= PAGE =
►
Package: musl-dev
Tags: upstream
User: helm...@debian.org
Usertags: rebootstrap

Hi Reiner,

I got quite a bit further with a musl bootstrap, but now it fails
building systemd and this one is hard. It probably requires some
discussion.

The immediate issue is that #include <printf.h> does not work. This is a
known problem, has been filed on the systemd side, rejected there, has
been filed on the musl side, rejected there, carried as a patch among
many patches in a number of distros.

I suppose the best musl + systemd patchset is the one from the
OpenEmbedded people at:
https://git.openembedded.org/openembedded-core/tree/meta/recipes-core/systemd/systemd
You quickly notice that this is not for the faint of heart. It's
probably around 100kb worth of patches. NixOS also uses exactly these
patches.

In most of them the issue goes like this:

musl people (Rich Felker in particular) say that the requested
functionality is not specified by POSIX and thus not included in musl.
Get it specified and musl will add it.

systemd people say that it doesn't make sense to ship copies of the
relevant functions and that the C library should provide it.

This is not the first time we face missing functionality in musl. An
earlier example was the fts library. Back then, we agreed that Debian's
musl should include fts and you added it to the Debian packaging.

Now does the same work for printf.h? And strndupa? And basename? And
probably more?

I think we need a decision on how to deal with these issues in future to
avoid conflict.

Constraints:
 * musl upstream will not include these patches.
 * Neither systemd upstream nor Debian systemd will include the
   OpenEmbedded patchset. It is way too big.
 * On Debian, we expect a system libc to provide more than musl
   provides.

Possibly there can be some kind of addon library that fills in the
missing pieces and also gains the fts functionality? Maybe such a
library could be shared with OpenEmbedded and NixOS to reduce their
patch stack?

What do you think?

I've attached a demo patch to show how to include printf.h in a way that
works practically. However, since it is LGPL-licensed, you cannot
include it in the package as is.
◄
= SET TASKS =
**1.** Could you repeat the musl bug report from "The immediate issue" to "number of distros.", word for word?
**2.** In the musl bug report, which earlier missing library did Debian agree to include in its musl packaging?
**3.** Can you pick up the musl bug report after its final sentence and keep writing it?

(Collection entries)
►
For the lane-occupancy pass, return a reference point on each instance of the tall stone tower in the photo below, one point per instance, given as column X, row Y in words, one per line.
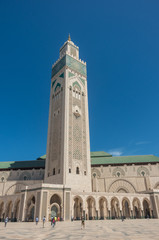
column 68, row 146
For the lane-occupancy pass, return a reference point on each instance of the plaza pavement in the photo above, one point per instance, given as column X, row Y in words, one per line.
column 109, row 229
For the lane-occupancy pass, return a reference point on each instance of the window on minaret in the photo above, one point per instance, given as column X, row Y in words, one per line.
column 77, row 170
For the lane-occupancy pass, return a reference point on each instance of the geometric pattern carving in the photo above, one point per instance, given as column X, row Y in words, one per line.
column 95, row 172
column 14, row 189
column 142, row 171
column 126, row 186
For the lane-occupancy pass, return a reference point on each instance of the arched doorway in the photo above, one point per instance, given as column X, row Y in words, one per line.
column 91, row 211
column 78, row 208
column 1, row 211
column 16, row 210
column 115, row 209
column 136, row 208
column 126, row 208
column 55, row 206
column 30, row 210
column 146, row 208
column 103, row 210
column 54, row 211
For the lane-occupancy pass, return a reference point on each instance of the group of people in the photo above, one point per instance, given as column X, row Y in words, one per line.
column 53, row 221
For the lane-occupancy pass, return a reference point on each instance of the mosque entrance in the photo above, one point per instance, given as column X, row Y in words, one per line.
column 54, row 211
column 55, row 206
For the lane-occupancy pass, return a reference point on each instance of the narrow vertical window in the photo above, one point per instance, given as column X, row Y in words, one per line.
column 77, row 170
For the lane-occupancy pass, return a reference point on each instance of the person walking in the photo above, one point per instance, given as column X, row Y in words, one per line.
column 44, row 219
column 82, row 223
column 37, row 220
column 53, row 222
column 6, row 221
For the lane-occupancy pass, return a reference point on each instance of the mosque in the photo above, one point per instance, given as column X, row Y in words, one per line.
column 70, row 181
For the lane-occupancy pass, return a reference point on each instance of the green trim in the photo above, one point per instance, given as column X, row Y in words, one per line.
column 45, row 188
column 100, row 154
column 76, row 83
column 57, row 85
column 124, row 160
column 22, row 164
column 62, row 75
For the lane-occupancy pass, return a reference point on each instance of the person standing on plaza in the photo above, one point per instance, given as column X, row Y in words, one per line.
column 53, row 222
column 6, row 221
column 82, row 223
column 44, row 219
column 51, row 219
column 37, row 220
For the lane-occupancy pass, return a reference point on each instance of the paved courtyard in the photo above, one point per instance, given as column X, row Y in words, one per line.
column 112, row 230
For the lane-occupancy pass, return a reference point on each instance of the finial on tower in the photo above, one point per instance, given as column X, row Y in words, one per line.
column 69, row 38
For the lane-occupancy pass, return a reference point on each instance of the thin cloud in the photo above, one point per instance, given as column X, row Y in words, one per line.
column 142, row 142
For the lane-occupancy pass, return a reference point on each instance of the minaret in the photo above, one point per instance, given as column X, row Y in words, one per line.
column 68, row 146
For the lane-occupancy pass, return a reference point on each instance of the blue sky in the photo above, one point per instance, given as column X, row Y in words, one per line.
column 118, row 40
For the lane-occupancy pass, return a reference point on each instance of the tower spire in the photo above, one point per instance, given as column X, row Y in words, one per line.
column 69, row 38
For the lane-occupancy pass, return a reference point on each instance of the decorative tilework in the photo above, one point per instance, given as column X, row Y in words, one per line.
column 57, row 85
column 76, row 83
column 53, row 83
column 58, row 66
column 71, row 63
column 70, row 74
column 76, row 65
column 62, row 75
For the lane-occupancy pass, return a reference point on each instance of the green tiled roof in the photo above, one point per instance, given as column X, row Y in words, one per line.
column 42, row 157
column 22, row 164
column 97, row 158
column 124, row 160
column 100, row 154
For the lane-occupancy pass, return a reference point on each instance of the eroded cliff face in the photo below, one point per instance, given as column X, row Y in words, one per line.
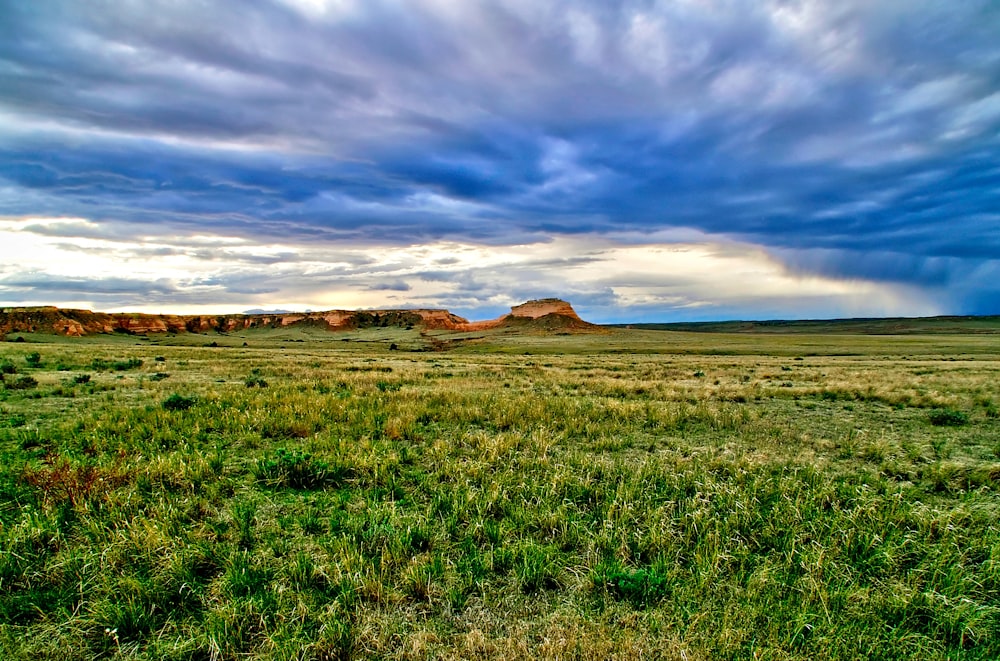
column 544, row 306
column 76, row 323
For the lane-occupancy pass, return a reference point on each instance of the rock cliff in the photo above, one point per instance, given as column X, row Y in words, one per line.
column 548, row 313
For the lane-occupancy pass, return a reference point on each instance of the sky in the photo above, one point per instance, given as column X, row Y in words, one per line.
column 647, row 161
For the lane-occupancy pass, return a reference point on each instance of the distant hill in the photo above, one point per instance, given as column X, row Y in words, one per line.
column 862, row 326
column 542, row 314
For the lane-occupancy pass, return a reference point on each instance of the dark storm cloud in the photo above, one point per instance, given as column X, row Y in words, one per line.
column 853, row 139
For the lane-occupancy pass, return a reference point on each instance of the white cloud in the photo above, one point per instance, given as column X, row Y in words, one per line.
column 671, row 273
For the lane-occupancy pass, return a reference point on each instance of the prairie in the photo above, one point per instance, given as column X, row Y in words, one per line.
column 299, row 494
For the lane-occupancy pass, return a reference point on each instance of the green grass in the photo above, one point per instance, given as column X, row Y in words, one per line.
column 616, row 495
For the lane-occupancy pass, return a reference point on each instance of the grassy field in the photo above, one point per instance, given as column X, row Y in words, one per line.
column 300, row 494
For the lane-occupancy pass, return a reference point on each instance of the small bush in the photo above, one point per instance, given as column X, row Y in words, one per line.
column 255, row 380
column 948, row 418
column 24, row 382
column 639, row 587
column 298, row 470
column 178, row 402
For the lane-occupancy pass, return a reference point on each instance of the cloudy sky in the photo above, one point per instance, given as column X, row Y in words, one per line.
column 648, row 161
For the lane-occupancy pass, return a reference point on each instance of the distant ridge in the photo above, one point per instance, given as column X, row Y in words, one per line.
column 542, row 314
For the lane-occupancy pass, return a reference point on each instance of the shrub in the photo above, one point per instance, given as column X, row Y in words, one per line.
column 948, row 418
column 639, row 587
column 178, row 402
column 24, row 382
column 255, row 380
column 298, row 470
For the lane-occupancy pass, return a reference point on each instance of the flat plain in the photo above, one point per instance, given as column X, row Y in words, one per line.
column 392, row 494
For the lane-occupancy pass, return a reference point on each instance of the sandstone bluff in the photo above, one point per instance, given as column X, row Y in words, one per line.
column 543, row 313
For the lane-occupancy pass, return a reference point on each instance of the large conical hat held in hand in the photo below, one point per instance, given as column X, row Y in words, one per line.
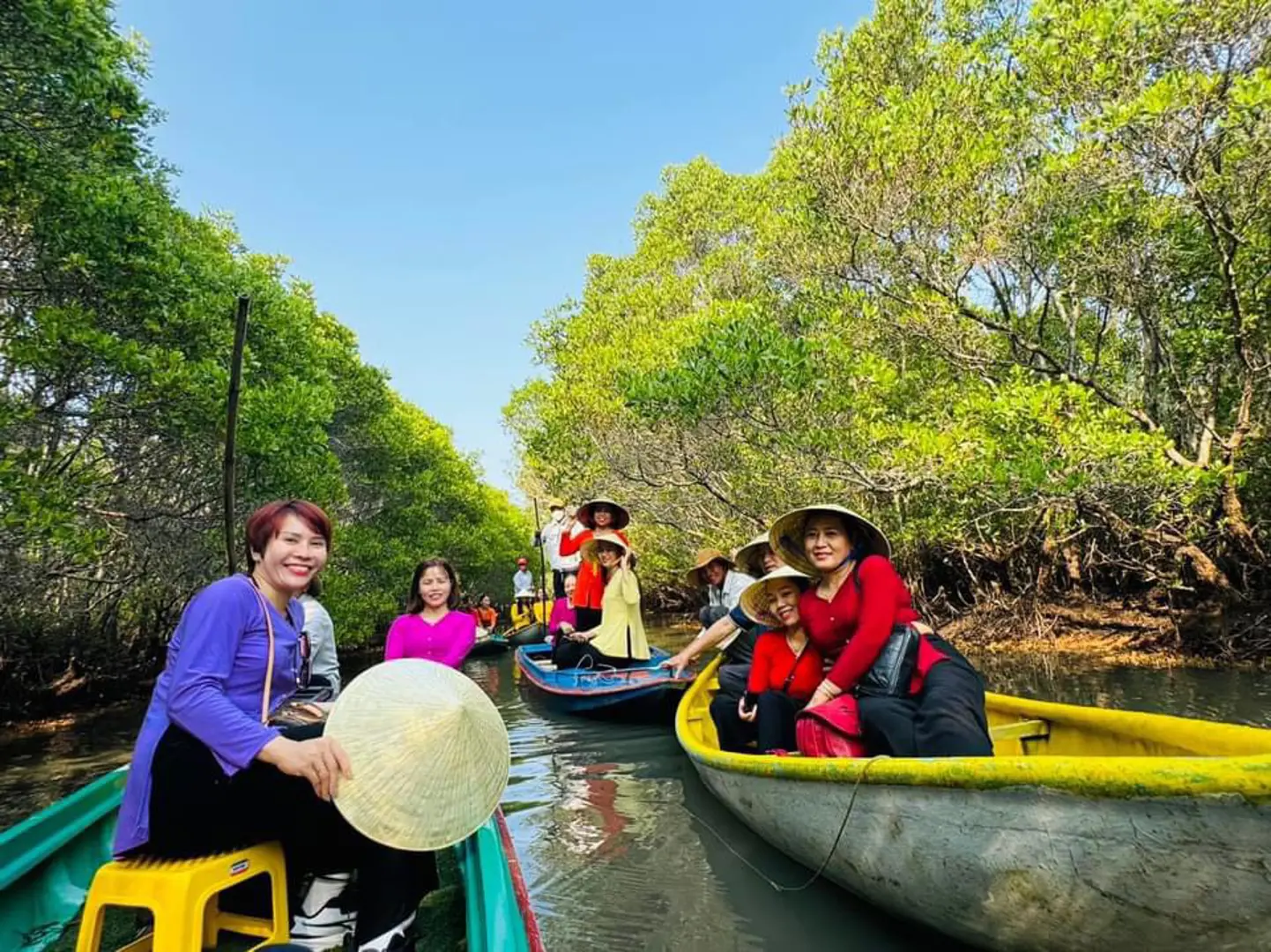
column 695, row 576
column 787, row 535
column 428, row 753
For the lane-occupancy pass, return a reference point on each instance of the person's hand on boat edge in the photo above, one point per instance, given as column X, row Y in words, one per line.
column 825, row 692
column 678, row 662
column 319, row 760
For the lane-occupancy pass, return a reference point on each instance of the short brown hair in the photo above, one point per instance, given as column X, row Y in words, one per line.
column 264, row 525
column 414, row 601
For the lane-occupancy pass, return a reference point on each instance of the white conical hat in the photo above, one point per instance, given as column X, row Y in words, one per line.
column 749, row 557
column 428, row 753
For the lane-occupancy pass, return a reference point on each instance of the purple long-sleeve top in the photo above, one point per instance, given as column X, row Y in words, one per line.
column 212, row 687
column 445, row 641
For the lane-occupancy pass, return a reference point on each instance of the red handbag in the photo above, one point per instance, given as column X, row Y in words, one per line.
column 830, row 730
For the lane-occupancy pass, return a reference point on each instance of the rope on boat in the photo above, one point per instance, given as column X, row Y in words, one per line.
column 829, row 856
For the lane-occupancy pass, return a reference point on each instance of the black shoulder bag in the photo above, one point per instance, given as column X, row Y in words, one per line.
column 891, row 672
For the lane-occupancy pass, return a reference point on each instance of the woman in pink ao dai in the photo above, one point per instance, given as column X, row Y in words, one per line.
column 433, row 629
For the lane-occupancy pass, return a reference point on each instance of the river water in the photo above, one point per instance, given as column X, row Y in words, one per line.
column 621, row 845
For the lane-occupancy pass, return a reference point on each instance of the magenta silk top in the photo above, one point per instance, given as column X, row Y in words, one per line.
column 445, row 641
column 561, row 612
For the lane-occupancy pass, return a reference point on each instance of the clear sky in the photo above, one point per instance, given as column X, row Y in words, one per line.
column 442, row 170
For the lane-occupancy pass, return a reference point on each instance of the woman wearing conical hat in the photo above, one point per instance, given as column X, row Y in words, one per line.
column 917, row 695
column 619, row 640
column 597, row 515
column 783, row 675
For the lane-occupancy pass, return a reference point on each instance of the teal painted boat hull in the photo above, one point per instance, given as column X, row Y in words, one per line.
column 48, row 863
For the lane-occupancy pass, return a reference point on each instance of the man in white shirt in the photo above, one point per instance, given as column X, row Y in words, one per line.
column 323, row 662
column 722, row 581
◄
= FINAL RESULTS =
**1.**
The immediate issue is that #include <printf.h> does not work. This is a
known problem, has been filed on the systemd side, rejected there, has
been filed on the musl side, rejected there, carried as a patch among
many patches in a number of distros.

**2.** The fts library.

**3.**
Helmut
--- a/debian/clean
+++ b/debian/clean
@@ -4,4 +4,6 @@
 include/crypt.h
 src/crypt/
 include/fts.h
+include/printf.h
 src/fts/
+src/printf/
--- a/debian/musl-printf/printf.c
+++ b/debian/musl-printf/printf.c
@@ -0,0 +1,273 @@
+/*-*- Mode: C; c-basic-offset: 8; indent-tabs-mode: nil -*-*/
+
+/***
+  This file is part of systemd.
+
+  Copyright 2014 Emil Renner Berthing <syst...@esmil.dk>
+
+  With parts from the musl C library
+  Copyright 2005-2014 Rich Felker, et al.
+
+  systemd is free software; you can redistribute it and/or modify it
+  under the terms of the GNU Lesser General Public License as published by
+  the Free Software Foundation; either version 2.1 of the License, or
+  (at your option) any later version.
+
+  systemd is distributed in the hope that it will be useful, but
+  WITHOUT ANY WARRANTY; without even the implied warranty of
+  MERCHANTABILITY or FITNESS FOR A PARTICULAR PURPOSE. See the GNU
+  Lesser General Public License for more details.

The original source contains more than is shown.